— start —

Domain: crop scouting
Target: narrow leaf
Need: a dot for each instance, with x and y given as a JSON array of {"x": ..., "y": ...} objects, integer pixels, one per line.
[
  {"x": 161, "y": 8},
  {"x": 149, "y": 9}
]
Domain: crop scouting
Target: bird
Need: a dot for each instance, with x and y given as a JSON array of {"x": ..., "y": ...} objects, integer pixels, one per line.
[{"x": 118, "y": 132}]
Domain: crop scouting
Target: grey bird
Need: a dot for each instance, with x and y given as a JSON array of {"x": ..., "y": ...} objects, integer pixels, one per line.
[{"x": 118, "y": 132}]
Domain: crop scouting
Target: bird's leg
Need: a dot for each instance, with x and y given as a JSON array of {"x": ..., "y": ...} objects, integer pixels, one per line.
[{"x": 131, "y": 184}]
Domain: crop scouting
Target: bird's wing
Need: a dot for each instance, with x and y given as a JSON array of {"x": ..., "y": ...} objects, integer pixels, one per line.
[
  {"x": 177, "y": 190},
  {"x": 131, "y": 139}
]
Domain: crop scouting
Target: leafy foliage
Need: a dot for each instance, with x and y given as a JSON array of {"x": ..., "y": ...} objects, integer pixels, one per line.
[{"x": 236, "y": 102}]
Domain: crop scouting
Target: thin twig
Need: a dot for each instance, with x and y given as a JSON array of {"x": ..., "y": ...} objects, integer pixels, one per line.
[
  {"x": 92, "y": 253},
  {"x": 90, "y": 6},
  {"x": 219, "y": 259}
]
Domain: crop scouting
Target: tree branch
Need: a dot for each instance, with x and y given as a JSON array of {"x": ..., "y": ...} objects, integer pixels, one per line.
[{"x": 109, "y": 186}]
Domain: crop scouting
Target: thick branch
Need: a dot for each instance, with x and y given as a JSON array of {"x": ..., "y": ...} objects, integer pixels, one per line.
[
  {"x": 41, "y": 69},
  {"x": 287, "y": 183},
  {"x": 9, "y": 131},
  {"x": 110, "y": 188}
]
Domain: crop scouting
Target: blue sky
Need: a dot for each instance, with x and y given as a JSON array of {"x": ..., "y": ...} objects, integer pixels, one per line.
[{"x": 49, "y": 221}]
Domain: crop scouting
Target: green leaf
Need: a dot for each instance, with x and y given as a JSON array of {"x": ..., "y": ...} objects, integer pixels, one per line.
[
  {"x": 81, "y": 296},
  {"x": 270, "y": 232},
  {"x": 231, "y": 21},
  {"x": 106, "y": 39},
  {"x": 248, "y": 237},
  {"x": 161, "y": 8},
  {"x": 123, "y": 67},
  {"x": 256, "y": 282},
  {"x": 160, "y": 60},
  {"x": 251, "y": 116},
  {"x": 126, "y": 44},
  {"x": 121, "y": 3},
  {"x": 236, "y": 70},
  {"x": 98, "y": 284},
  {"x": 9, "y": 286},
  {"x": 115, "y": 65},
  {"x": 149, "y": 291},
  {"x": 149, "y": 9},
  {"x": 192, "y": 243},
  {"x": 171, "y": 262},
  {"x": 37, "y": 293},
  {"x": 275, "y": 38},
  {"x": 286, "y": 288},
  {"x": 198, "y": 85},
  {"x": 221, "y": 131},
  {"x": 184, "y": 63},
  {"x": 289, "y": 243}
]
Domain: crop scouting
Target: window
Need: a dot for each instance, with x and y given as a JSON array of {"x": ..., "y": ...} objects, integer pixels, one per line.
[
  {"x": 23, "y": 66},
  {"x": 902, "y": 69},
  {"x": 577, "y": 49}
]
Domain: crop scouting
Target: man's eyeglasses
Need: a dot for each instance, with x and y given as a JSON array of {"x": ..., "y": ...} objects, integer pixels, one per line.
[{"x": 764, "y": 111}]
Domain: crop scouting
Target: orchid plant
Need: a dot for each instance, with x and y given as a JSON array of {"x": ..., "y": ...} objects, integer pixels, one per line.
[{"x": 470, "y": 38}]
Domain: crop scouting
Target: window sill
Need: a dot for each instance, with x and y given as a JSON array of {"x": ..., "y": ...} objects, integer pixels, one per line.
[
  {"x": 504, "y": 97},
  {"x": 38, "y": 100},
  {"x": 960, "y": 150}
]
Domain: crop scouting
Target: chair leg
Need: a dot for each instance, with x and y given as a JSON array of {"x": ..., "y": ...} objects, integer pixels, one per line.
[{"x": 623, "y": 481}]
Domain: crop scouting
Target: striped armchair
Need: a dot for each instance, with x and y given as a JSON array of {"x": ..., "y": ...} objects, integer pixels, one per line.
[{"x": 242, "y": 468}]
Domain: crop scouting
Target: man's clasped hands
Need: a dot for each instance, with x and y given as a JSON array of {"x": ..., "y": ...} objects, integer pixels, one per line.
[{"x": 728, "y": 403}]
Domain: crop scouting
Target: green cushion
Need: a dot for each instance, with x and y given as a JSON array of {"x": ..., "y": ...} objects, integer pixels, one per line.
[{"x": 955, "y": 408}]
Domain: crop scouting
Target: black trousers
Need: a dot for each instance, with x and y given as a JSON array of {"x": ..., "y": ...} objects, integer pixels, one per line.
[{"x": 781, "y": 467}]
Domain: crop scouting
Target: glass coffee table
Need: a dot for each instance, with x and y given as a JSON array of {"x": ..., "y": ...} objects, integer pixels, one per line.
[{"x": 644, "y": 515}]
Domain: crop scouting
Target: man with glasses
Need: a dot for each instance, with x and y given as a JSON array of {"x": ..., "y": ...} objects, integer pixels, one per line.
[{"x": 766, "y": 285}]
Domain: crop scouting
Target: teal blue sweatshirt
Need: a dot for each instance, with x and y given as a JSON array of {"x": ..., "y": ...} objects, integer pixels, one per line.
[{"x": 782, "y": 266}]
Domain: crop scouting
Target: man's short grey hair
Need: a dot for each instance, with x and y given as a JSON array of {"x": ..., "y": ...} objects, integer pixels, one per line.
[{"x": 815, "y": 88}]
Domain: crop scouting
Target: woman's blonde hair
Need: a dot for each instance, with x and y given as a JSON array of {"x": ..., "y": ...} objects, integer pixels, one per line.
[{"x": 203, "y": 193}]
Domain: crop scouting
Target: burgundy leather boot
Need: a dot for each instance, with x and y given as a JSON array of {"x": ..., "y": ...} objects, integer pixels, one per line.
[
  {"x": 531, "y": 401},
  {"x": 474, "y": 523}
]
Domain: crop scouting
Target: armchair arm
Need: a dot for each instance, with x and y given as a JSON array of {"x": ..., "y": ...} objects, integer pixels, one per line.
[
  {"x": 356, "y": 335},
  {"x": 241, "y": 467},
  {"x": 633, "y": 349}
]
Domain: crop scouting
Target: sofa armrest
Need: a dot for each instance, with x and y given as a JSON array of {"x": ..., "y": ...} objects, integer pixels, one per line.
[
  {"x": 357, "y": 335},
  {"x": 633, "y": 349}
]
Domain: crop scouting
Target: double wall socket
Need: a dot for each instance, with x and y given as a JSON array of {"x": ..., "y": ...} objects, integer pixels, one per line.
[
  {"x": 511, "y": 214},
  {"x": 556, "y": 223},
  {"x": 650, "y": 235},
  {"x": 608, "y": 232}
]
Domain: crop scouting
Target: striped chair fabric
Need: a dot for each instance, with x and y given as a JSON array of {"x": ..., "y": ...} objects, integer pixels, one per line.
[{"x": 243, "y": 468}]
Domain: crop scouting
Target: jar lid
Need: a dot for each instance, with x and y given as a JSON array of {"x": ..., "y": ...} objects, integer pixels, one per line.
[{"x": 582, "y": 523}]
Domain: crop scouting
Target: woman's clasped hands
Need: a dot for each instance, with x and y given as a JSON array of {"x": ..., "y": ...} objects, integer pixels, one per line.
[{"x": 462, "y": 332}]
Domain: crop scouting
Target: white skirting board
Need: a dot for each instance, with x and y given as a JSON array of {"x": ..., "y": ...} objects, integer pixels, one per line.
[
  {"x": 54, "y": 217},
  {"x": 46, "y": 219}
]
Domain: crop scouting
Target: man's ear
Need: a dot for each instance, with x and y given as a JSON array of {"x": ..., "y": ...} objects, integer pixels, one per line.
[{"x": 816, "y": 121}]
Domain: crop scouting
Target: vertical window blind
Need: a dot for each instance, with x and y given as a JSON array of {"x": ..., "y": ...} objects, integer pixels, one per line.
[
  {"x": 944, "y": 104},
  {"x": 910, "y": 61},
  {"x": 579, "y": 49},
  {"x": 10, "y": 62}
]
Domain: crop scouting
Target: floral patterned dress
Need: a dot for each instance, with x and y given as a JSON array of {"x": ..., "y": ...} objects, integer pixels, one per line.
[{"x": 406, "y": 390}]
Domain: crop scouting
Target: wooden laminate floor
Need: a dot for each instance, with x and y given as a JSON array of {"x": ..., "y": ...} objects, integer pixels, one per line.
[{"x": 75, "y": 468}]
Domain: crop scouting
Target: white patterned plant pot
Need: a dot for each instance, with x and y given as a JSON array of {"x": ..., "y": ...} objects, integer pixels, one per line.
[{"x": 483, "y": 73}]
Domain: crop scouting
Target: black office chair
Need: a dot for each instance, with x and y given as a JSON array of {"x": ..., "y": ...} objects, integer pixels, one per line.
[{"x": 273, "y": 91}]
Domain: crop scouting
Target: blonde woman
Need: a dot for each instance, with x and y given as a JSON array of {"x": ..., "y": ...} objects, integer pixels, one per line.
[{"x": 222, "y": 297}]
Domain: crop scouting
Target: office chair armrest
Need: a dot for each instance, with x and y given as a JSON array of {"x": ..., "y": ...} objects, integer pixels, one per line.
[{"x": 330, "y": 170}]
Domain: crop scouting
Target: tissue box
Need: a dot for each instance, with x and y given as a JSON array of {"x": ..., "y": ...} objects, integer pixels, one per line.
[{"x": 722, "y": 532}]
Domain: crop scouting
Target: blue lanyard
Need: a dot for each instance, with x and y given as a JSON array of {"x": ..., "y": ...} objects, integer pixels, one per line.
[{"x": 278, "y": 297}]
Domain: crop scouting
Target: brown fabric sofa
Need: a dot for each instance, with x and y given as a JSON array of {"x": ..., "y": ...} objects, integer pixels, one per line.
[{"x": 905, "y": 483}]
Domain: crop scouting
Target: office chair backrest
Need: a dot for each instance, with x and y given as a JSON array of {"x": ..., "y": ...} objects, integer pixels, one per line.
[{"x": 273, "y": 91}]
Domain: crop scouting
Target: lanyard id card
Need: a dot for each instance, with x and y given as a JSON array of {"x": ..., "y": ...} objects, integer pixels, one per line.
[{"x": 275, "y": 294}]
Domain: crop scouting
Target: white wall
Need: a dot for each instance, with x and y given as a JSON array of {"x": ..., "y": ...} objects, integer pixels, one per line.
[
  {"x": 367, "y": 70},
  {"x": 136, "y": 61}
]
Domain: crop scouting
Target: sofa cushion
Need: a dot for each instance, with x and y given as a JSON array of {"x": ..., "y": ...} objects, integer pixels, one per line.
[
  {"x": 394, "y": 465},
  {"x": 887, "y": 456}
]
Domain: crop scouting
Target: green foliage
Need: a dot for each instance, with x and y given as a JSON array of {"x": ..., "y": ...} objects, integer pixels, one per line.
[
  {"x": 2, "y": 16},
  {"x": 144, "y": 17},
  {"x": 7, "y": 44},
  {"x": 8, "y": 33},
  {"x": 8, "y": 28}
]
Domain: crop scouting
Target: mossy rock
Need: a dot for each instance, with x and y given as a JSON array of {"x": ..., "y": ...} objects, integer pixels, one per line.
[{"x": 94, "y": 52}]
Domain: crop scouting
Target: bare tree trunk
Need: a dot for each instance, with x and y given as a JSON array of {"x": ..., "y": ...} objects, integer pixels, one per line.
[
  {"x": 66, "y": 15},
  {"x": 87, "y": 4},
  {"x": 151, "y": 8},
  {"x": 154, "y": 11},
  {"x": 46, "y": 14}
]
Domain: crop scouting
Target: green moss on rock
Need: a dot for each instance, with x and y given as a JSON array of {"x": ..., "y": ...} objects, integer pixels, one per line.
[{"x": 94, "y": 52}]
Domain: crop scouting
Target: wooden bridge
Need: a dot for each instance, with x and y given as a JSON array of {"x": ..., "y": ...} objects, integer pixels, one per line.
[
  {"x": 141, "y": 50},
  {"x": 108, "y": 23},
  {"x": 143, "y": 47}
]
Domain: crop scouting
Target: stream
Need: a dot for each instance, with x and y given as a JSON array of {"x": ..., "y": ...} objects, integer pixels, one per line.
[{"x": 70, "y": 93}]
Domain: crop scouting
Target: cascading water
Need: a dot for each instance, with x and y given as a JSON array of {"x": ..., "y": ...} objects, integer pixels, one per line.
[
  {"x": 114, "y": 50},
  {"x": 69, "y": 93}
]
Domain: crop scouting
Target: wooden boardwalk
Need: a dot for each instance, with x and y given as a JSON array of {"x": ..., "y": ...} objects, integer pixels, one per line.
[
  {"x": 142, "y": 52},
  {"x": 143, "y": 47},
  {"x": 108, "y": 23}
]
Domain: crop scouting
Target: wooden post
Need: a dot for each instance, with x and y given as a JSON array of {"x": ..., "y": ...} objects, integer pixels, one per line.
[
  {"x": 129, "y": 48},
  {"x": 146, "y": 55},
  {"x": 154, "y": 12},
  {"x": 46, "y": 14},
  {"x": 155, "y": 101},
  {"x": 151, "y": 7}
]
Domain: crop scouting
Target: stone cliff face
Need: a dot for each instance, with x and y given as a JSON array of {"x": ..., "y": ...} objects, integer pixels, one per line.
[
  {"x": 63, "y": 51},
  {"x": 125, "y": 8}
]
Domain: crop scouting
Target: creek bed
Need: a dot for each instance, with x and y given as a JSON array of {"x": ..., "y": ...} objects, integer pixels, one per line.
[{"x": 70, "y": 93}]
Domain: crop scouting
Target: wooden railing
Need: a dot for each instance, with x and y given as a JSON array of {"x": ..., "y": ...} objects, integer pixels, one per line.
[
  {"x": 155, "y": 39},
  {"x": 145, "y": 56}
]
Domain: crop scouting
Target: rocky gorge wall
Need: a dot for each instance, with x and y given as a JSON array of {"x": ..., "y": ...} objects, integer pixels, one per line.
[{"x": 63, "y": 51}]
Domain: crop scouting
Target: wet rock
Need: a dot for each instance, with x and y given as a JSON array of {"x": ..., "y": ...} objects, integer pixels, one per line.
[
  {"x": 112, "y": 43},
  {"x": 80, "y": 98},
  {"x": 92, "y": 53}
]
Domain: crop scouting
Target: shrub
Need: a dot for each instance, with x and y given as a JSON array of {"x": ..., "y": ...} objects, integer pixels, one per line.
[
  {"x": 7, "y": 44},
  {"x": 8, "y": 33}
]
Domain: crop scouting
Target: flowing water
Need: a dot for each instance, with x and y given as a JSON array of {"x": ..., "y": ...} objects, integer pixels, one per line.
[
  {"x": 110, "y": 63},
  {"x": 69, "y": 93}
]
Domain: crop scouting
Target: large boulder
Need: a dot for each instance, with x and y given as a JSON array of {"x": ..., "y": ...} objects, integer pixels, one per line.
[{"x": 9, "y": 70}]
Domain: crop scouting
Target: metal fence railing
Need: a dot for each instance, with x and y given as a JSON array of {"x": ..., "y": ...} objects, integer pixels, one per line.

— end —

Stated exercise ▸
Which lines above contain the word "blonde"? Pick out each of them and copy it in full.

Finished exercise ▸
Target: woman's blonde hair
Target: blonde woman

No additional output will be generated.